• [Task goal]:
Tally the lines in the entries below where the string "cluster" occurs. Reply with the total alone.

• [Given records]:
————

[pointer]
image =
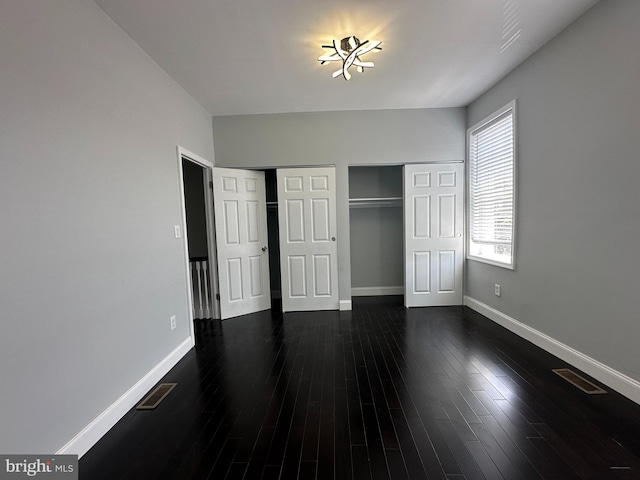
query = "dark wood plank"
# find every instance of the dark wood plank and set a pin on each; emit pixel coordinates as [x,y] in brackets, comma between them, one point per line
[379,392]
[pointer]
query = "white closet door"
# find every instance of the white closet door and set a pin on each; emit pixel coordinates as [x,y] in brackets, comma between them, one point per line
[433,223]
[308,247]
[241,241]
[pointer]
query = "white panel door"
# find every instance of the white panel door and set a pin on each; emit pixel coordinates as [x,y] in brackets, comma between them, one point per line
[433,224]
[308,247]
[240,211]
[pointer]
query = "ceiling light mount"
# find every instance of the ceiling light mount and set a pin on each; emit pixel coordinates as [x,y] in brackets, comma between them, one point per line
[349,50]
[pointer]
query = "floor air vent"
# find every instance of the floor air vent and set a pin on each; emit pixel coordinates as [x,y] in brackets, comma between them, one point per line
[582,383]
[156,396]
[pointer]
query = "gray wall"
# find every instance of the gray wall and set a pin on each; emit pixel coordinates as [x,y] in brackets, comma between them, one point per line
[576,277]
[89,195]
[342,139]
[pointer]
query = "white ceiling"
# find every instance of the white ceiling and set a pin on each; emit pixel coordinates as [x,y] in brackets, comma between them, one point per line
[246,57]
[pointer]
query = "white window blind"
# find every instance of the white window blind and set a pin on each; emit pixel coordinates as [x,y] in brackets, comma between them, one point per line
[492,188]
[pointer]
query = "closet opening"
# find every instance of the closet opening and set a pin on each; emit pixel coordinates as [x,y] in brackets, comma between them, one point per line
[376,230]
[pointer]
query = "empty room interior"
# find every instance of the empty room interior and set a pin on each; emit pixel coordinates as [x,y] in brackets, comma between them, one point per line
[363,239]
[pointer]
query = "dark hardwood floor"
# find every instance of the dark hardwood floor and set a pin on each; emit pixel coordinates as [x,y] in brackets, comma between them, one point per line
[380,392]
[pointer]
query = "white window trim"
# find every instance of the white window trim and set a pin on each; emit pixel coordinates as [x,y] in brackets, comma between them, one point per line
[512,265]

————

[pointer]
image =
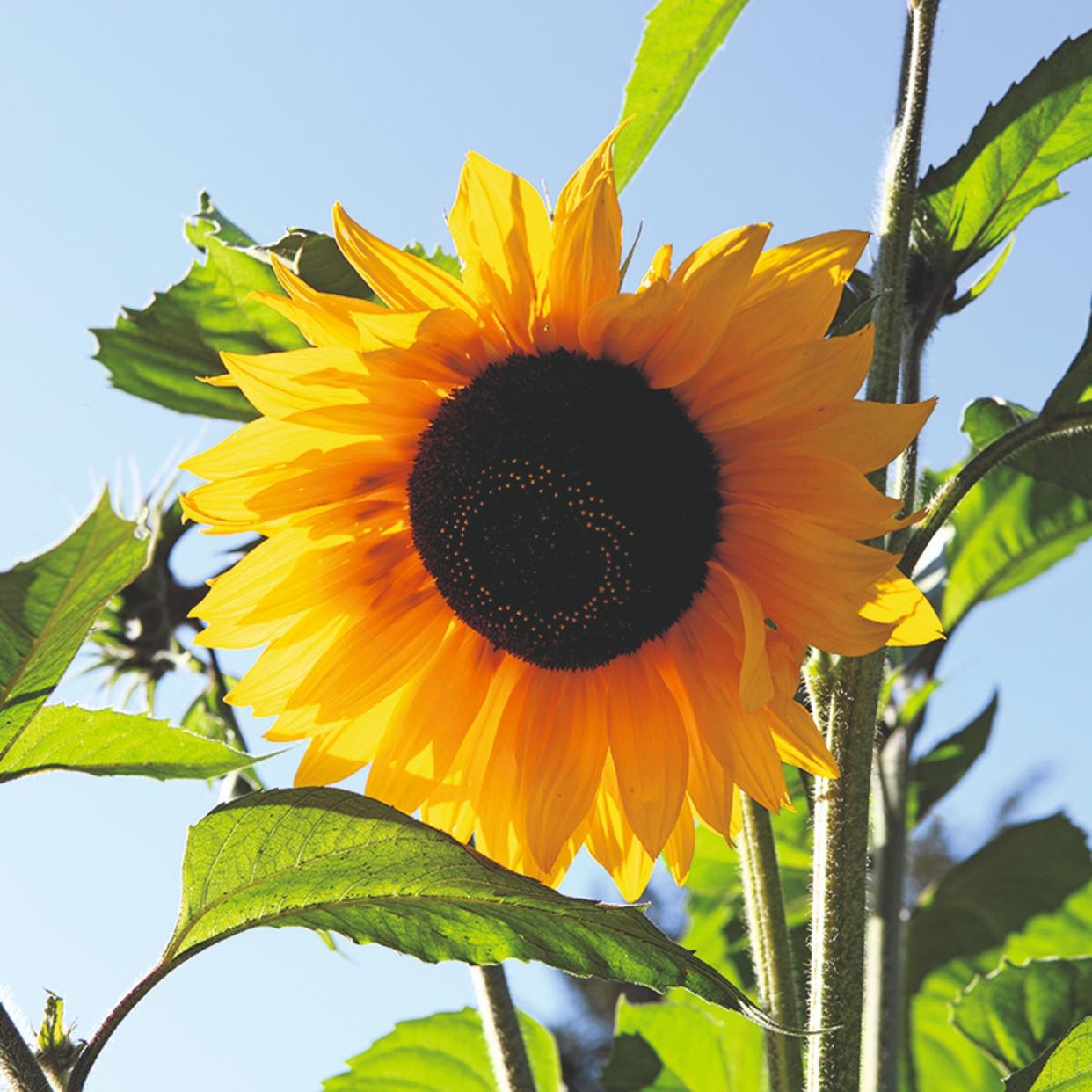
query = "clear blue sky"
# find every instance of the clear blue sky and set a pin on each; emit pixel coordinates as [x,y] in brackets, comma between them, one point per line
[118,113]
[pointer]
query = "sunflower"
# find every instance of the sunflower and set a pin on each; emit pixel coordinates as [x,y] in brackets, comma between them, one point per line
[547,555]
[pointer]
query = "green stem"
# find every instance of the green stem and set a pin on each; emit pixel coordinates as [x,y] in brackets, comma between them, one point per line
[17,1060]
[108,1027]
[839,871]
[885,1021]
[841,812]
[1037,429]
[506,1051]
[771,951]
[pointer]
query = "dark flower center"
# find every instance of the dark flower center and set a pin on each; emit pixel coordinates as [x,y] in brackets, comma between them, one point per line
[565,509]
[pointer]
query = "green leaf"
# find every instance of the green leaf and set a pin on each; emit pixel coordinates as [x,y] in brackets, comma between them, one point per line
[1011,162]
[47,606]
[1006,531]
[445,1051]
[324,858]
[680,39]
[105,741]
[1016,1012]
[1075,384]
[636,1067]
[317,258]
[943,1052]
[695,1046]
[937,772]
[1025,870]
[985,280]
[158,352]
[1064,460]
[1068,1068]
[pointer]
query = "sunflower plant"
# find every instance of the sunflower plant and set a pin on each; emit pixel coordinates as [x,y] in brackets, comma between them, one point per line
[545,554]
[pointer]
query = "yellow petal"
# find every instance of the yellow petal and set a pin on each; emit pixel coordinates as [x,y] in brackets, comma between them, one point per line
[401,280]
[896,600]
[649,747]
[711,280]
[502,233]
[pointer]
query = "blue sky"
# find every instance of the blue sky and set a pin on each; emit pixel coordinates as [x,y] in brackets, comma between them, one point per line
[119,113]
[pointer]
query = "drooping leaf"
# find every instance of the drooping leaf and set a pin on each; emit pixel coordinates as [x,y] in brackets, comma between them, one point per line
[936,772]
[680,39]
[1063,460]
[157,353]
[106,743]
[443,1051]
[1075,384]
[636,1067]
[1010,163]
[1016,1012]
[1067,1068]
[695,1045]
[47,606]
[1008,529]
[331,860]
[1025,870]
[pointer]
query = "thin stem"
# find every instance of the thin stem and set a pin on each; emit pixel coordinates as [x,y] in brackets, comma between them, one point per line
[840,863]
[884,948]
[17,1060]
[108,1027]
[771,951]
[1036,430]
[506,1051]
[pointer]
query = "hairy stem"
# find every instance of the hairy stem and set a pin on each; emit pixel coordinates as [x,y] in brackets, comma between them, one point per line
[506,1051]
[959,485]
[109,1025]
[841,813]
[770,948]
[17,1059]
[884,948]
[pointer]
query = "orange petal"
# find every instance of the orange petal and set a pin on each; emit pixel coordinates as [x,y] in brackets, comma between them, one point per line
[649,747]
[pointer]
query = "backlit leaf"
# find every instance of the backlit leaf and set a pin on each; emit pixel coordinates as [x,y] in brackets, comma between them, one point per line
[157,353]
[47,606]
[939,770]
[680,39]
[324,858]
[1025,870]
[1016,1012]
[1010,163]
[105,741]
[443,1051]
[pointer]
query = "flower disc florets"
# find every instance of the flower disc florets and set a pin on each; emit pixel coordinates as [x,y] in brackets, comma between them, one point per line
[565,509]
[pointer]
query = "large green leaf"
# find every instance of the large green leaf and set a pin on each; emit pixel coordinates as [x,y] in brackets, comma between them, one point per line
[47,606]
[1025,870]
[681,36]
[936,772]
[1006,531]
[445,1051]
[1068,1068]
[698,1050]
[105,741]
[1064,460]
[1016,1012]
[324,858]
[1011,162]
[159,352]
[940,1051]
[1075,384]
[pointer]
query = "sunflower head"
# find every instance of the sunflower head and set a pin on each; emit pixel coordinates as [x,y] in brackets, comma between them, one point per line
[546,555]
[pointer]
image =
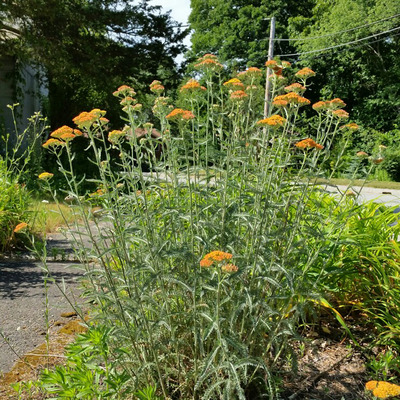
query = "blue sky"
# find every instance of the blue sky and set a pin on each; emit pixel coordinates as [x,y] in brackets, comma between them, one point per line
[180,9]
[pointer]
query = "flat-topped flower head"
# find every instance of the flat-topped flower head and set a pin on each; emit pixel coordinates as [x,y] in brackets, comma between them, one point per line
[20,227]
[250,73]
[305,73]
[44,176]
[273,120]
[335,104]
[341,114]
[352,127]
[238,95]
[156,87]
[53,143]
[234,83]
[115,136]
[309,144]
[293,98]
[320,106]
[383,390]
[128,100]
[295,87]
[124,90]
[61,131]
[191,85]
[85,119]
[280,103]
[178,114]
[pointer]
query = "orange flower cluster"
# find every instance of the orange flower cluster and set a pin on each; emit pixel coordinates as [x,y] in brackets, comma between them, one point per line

————

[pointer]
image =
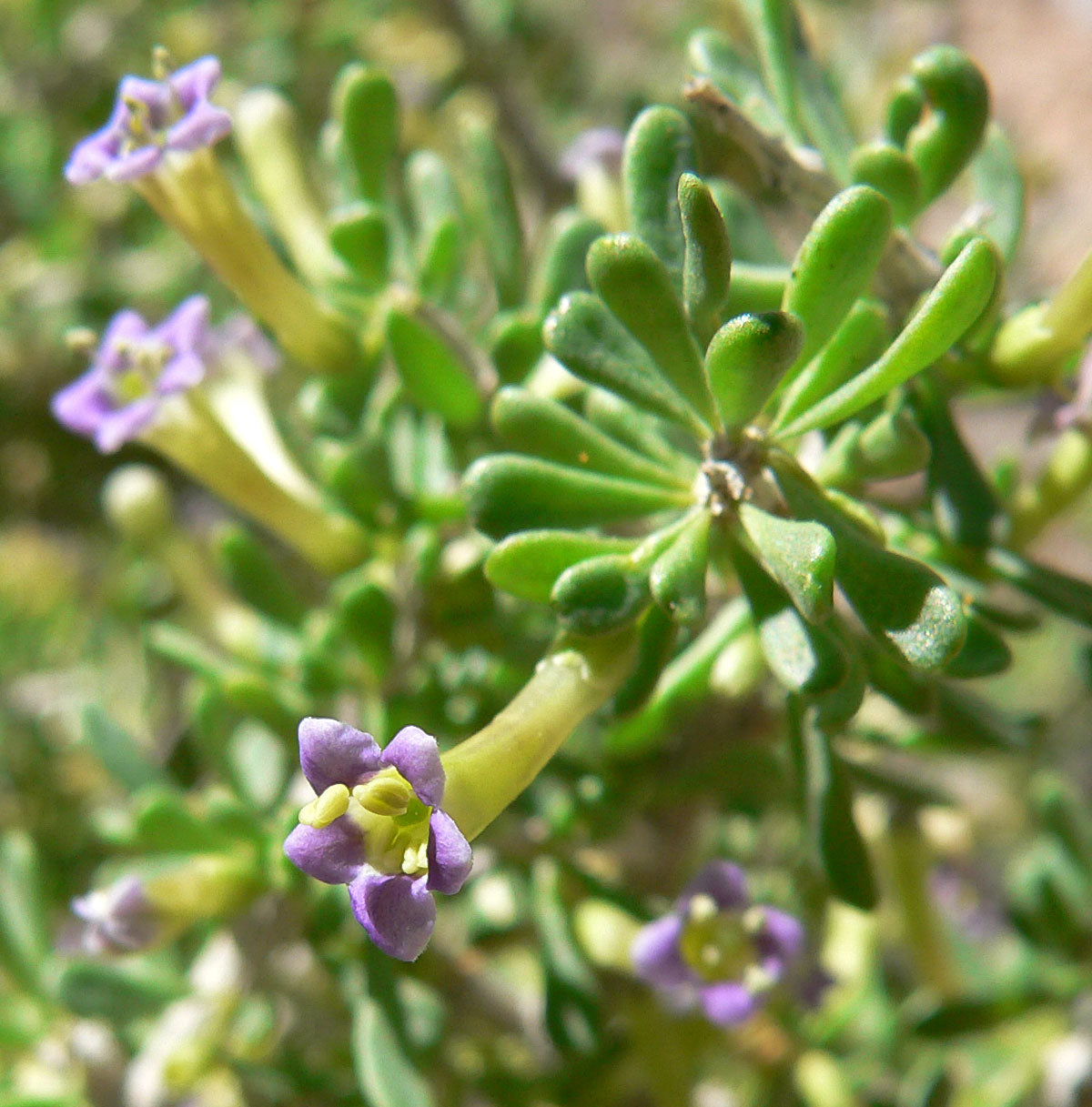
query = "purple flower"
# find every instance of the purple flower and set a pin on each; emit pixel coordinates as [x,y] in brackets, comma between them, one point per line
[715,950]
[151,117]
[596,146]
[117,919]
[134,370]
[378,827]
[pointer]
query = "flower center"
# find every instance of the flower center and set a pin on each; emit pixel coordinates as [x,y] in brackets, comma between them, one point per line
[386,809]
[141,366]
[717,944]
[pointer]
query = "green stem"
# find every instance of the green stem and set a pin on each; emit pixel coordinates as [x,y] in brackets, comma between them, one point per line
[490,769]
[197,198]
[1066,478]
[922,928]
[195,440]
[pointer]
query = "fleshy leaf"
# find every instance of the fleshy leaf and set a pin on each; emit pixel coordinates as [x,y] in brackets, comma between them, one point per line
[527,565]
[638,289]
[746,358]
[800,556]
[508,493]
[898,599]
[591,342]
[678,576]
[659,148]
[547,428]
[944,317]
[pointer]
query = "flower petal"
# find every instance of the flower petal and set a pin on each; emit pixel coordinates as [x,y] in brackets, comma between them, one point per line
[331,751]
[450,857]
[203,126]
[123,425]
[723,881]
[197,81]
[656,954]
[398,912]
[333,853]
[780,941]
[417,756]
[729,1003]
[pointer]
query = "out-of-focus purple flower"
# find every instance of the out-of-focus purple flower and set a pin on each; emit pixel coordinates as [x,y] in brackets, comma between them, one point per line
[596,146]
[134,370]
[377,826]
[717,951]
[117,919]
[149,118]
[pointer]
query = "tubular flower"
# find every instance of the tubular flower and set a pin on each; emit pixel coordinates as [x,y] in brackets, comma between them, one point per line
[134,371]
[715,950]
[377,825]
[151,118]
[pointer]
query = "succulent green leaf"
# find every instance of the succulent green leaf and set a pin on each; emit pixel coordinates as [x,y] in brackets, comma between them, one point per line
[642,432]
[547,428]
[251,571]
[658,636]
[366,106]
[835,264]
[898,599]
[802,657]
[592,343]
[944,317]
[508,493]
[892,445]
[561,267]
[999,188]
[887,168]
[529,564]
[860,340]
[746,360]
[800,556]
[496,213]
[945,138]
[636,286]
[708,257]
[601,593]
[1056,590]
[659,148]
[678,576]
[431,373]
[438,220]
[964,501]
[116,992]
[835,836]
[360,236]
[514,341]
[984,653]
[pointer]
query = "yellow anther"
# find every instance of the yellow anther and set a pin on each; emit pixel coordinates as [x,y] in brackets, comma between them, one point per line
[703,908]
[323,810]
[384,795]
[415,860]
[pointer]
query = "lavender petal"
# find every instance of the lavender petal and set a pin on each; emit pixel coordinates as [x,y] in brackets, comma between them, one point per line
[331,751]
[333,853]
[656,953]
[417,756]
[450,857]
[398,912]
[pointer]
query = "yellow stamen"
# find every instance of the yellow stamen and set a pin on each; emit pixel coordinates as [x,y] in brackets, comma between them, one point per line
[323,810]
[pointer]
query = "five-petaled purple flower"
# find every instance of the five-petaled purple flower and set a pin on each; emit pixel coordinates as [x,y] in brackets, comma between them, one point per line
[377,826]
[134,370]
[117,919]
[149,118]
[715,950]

————

• [Response to this task]:
2